__Requirements__.
Rewrite the material from the line containing "# target: number on saddle cloth" through the line containing "Give the mask of every instance of the number", swapping "saddle cloth" for "saddle blanket" and keeping everything else unchanged. Give only those lines.

— start of Extracted material —

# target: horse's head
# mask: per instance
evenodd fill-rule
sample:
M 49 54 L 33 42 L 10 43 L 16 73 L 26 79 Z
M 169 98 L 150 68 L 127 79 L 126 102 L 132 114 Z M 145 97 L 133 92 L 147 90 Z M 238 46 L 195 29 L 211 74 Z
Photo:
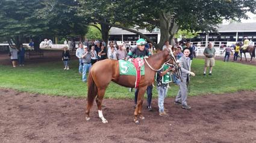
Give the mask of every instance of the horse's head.
M 173 53 L 172 52 L 172 48 L 167 48 L 164 49 L 165 52 L 168 52 L 168 55 L 166 57 L 166 62 L 165 63 L 169 65 L 170 66 L 172 67 L 175 69 L 177 69 L 178 68 L 178 63 L 176 60 L 174 54 L 175 53 Z

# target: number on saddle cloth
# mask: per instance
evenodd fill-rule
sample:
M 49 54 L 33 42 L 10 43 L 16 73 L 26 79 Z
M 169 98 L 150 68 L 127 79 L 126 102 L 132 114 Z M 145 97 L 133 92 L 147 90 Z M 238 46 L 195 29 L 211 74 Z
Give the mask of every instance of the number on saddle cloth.
M 136 69 L 140 68 L 140 73 L 141 75 L 145 75 L 145 66 L 144 66 L 144 60 L 143 59 L 140 59 L 139 60 L 136 60 L 136 59 L 134 59 L 133 61 L 137 63 L 137 67 L 136 68 L 134 65 L 134 62 L 129 62 L 125 60 L 119 60 L 119 73 L 120 75 L 134 75 L 136 76 Z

— end of Extracted material —

__Finished task__.
# target: number on saddle blanket
# mask: per instance
evenodd fill-rule
sample:
M 49 54 L 33 42 L 10 43 L 16 73 L 26 79 Z
M 169 98 L 150 68 L 127 79 L 126 102 L 132 114 Z M 145 97 L 133 92 L 147 90 Z M 238 46 L 195 29 L 211 74 Z
Give the mask of every instance of the number on saddle blanket.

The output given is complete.